## Written request
Rewrite all of the items below as a numbered list, leaving out any blank lines.

Dataset rows showing where objects appear
'''

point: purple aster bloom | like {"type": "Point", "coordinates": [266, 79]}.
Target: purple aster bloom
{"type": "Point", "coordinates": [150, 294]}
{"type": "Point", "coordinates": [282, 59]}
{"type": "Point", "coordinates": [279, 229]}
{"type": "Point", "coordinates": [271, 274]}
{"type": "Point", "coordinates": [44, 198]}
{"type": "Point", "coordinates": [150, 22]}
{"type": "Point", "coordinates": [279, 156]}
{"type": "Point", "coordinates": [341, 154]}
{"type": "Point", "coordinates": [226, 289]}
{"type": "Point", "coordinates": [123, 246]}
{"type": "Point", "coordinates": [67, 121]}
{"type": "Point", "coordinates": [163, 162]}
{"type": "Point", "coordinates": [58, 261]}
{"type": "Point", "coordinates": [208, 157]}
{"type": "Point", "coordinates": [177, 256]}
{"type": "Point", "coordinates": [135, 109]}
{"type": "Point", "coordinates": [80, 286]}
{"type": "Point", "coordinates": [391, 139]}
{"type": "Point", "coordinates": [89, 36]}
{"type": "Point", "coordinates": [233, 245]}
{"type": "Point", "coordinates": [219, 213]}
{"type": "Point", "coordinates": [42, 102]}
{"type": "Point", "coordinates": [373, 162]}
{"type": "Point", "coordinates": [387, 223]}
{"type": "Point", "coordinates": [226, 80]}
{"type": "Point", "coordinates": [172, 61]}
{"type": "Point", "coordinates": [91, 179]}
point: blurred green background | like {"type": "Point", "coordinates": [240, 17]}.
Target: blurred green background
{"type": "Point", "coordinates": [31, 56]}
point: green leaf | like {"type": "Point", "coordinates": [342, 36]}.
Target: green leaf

'''

## In response
1. point: purple aster bloom | like {"type": "Point", "coordinates": [266, 79]}.
2. Target: purple aster bloom
3. {"type": "Point", "coordinates": [150, 294]}
4. {"type": "Point", "coordinates": [282, 59]}
5. {"type": "Point", "coordinates": [279, 229]}
6. {"type": "Point", "coordinates": [271, 274]}
7. {"type": "Point", "coordinates": [44, 198]}
8. {"type": "Point", "coordinates": [150, 22]}
9. {"type": "Point", "coordinates": [279, 156]}
10. {"type": "Point", "coordinates": [341, 154]}
11. {"type": "Point", "coordinates": [226, 289]}
12. {"type": "Point", "coordinates": [123, 246]}
13. {"type": "Point", "coordinates": [67, 121]}
14. {"type": "Point", "coordinates": [163, 162]}
15. {"type": "Point", "coordinates": [58, 261]}
16. {"type": "Point", "coordinates": [208, 157]}
17. {"type": "Point", "coordinates": [177, 256]}
18. {"type": "Point", "coordinates": [135, 109]}
19. {"type": "Point", "coordinates": [80, 286]}
20. {"type": "Point", "coordinates": [391, 139]}
21. {"type": "Point", "coordinates": [89, 36]}
22. {"type": "Point", "coordinates": [233, 245]}
23. {"type": "Point", "coordinates": [219, 213]}
24. {"type": "Point", "coordinates": [42, 102]}
25. {"type": "Point", "coordinates": [373, 162]}
26. {"type": "Point", "coordinates": [387, 223]}
27. {"type": "Point", "coordinates": [226, 80]}
28. {"type": "Point", "coordinates": [172, 61]}
29. {"type": "Point", "coordinates": [91, 179]}
30. point: blurred green background | like {"type": "Point", "coordinates": [240, 17]}.
31. Target: blurred green background
32. {"type": "Point", "coordinates": [31, 56]}
33. point: green leaf | like {"type": "Point", "coordinates": [342, 36]}.
34. Target: green leaf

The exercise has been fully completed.